Your assignment = Each of the entries below should be written out exactly as it reads.

Source material =
BEGIN

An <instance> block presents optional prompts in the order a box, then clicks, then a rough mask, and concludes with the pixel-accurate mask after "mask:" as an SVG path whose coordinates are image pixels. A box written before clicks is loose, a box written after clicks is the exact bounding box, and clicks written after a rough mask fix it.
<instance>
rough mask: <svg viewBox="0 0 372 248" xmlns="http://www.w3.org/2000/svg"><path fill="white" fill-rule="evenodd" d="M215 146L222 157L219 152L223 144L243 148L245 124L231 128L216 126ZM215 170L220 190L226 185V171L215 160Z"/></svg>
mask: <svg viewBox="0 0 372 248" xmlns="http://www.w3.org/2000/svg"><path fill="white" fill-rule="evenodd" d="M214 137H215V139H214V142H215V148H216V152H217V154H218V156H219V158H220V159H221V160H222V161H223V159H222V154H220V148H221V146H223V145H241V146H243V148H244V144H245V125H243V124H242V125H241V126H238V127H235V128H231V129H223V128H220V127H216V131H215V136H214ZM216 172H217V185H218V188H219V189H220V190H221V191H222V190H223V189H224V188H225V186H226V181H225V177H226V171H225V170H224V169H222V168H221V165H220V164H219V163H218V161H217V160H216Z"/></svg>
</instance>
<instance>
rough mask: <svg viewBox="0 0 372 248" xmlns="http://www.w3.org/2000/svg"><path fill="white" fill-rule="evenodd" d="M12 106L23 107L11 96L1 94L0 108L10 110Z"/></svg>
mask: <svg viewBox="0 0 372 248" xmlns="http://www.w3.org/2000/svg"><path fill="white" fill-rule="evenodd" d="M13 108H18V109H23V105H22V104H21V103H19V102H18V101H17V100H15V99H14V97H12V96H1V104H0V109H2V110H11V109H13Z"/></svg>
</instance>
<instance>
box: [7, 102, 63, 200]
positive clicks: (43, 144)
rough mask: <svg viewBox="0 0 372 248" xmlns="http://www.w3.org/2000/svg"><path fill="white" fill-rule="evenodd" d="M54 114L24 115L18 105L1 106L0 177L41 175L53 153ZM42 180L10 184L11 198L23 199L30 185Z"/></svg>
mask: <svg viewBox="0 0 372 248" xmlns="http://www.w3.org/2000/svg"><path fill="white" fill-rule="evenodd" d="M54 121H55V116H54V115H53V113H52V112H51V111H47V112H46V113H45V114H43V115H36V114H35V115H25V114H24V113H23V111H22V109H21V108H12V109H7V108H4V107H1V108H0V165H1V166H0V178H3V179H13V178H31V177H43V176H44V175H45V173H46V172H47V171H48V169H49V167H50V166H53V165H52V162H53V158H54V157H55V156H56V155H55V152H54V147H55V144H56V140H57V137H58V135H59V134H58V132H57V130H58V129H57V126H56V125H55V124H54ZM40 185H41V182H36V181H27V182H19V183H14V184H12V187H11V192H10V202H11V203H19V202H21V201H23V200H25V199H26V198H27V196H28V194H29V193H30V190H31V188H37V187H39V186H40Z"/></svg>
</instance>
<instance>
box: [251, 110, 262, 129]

END

Completed exercise =
An <instance> block presents optional prompts in the order a box, then clicks, then a rough mask, and concludes with the pixel-accurate mask after "mask:" as an SVG path whose coordinates are image pixels. A box written before clicks is loose, a box written after clicks is the exact bounding box, and clicks written after a rough mask fix it.
<instance>
rough mask: <svg viewBox="0 0 372 248" xmlns="http://www.w3.org/2000/svg"><path fill="white" fill-rule="evenodd" d="M215 146L222 157L219 152L223 144L243 148L245 124L231 128L216 126ZM215 170L220 190L226 185V171L215 160Z"/></svg>
mask: <svg viewBox="0 0 372 248" xmlns="http://www.w3.org/2000/svg"><path fill="white" fill-rule="evenodd" d="M214 137H215V139H214V142H215V148H216V152H217V154H218V156H219V158H220V159H221V160H222V161H223V159H222V154H220V148H221V146H223V145H241V146H243V148H244V144H245V125H243V124H242V125H241V126H238V127H235V128H231V129H223V128H220V127H216V131H215V136H214ZM216 172H217V185H218V188H219V189H220V190H221V191H222V190H223V189H224V188H225V186H226V181H225V177H226V171H225V170H224V169H222V168H221V165H220V164H219V163H218V161H217V160H216Z"/></svg>
</instance>
<instance>
rough mask: <svg viewBox="0 0 372 248" xmlns="http://www.w3.org/2000/svg"><path fill="white" fill-rule="evenodd" d="M12 106L23 107L11 96L1 94L0 108L10 110Z"/></svg>
mask: <svg viewBox="0 0 372 248" xmlns="http://www.w3.org/2000/svg"><path fill="white" fill-rule="evenodd" d="M13 108H18V109H23V105H22V104H21V103H19V102H18V101H17V100H15V99H14V97H12V96H1V104H0V109H2V110H11V109H13Z"/></svg>
</instance>
<instance>
box: [7, 102, 63, 200]
positive clicks: (43, 144)
rough mask: <svg viewBox="0 0 372 248" xmlns="http://www.w3.org/2000/svg"><path fill="white" fill-rule="evenodd" d="M54 114L24 115L18 105L1 106L0 177L41 175L53 153ZM42 180L10 184L11 198L23 199L30 185Z"/></svg>
mask: <svg viewBox="0 0 372 248" xmlns="http://www.w3.org/2000/svg"><path fill="white" fill-rule="evenodd" d="M54 121H55V116H54V115H53V113H52V112H51V111H47V112H46V113H45V114H43V115H36V114H35V115H25V114H24V113H23V111H22V109H21V108H12V109H7V108H4V107H1V108H0V165H1V166H0V178H3V179H13V178H31V177H43V176H44V175H45V173H46V172H47V171H48V169H49V167H50V166H53V165H52V162H53V158H54V157H55V156H56V155H55V152H54V147H55V144H56V140H57V137H58V135H59V134H58V132H57V130H58V129H57V126H56V125H55V124H54ZM40 185H41V182H36V181H27V182H19V183H14V184H12V187H11V192H10V202H11V203H19V202H21V201H23V200H25V199H26V198H27V196H28V194H29V193H30V190H31V188H37V187H39V186H40Z"/></svg>
</instance>
<instance>
box: [251, 110, 262, 129]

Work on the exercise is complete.